**JOB A**
From the rows below, filter out and copy every line that contains the word "black".

**PASSAGE TO READ**
Reputation: 489
I have a script that applies patches and sometimes it fails for whatever reason (file permissions in my case). I want to run the script again after fixing the problem, but then there could be leftover files from the previous git apply attempt.
I do not want to run git clean
, which would throw away other files that I would like to keep. I only want to replace those untracked files that are affected by the patch.
My script:
for SITE in $SITES
do
echo "Updating $SITE ..."
cd /home/klausi/web/$SITE
chmod u+w sites/default
git fetch
git reset --hard origin/master
git apply --index /home/klausi/web/7.33.patch
git commit -m "Updated Drupal core to 7.33."
git push
done
When I run this again I get:
error: misc/throbber-active.gif: already exists in working directory
error: misc/throbber-inactive.png: already exists in working directory
error: modules/simpletest/tests/themes/test_theme/templates/node--1.tpl.php: already exists in working directory
So something like git apply --force
would be nice.

**RECORDS SHOWN**

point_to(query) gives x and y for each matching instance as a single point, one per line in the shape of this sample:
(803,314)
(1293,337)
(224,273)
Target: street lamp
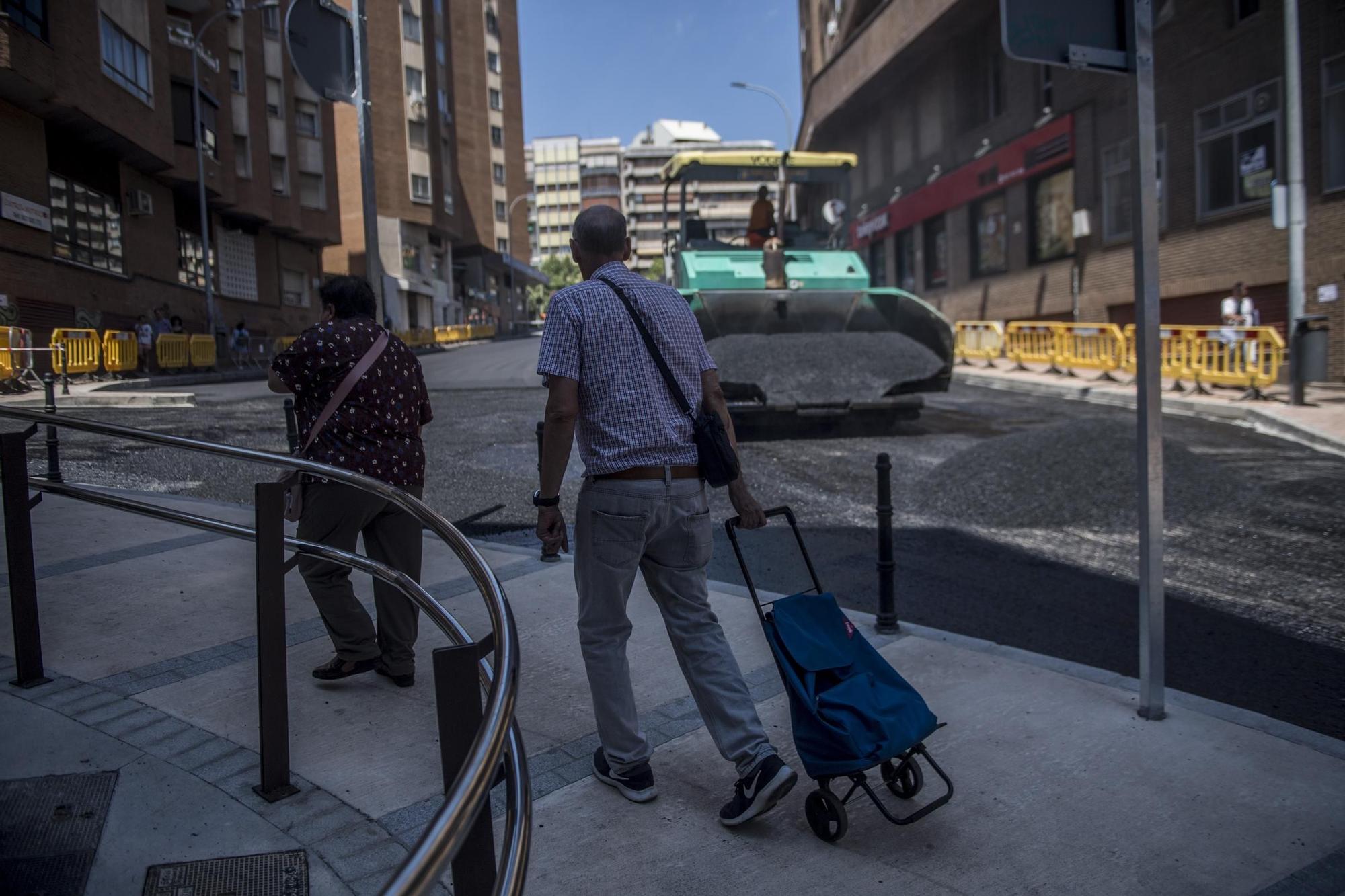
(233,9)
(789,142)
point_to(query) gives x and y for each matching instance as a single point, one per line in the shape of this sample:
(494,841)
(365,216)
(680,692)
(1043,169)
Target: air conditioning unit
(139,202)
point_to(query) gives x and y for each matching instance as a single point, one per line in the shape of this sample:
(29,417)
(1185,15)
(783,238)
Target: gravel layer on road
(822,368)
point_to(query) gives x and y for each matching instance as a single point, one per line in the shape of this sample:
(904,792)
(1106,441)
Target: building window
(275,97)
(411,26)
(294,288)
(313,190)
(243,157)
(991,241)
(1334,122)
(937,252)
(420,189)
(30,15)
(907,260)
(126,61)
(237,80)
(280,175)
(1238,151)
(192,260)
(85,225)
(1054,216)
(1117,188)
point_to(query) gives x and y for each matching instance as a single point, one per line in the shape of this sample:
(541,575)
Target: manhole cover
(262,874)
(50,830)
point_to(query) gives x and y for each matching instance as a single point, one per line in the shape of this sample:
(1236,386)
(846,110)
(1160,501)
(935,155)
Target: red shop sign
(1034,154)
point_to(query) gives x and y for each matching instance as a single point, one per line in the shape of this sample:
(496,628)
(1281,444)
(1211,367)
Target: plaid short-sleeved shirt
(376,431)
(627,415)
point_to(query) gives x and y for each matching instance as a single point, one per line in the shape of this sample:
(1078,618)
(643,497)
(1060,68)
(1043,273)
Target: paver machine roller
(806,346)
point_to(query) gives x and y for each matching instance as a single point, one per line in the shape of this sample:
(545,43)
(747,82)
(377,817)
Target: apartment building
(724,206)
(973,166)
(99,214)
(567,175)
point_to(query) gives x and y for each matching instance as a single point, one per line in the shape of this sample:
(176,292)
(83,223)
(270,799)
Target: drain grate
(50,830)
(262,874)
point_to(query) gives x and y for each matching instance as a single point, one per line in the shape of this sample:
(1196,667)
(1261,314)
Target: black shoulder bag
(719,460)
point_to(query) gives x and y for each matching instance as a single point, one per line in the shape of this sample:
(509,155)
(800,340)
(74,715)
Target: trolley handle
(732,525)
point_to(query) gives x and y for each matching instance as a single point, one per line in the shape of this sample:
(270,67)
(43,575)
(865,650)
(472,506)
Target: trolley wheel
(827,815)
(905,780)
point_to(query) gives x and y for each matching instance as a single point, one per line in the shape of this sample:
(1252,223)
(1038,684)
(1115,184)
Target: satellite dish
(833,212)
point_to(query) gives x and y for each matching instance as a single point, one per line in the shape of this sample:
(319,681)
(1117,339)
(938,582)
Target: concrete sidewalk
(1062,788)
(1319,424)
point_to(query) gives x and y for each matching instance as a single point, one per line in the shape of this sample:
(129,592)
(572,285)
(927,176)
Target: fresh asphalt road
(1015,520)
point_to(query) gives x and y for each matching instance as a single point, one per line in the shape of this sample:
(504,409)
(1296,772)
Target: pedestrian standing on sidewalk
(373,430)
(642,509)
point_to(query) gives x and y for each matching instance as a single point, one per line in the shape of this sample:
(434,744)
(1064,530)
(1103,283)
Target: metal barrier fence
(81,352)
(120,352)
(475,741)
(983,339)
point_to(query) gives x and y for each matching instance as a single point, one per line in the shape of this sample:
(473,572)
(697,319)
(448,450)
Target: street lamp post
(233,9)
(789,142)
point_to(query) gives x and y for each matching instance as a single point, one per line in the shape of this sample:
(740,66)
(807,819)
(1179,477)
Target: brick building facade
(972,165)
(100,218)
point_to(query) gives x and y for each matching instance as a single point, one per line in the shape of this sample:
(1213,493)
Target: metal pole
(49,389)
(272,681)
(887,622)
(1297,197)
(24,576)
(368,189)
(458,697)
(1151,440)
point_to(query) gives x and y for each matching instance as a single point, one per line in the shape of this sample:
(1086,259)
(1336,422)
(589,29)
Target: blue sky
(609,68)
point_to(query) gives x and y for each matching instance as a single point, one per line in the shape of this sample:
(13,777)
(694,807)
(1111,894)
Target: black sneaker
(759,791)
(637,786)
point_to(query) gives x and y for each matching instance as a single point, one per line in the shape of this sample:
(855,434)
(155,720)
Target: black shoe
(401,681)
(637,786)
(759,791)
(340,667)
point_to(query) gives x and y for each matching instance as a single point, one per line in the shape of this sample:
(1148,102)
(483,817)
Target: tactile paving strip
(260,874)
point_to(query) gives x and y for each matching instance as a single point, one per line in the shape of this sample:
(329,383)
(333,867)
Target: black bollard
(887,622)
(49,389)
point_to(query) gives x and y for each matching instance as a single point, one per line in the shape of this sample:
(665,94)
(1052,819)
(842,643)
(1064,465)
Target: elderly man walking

**JOB B**
List each file path that appears in the error messages of the git question above.

**FULL OUTPUT A**
Target: black shoulder bag
Target: black sneaker
Target: black shoe
Target: black bollard

**FULL OUTPUT B**
misc/throbber-active.gif
misc/throbber-inactive.png
modules/simpletest/tests/themes/test_theme/templates/node--1.tpl.php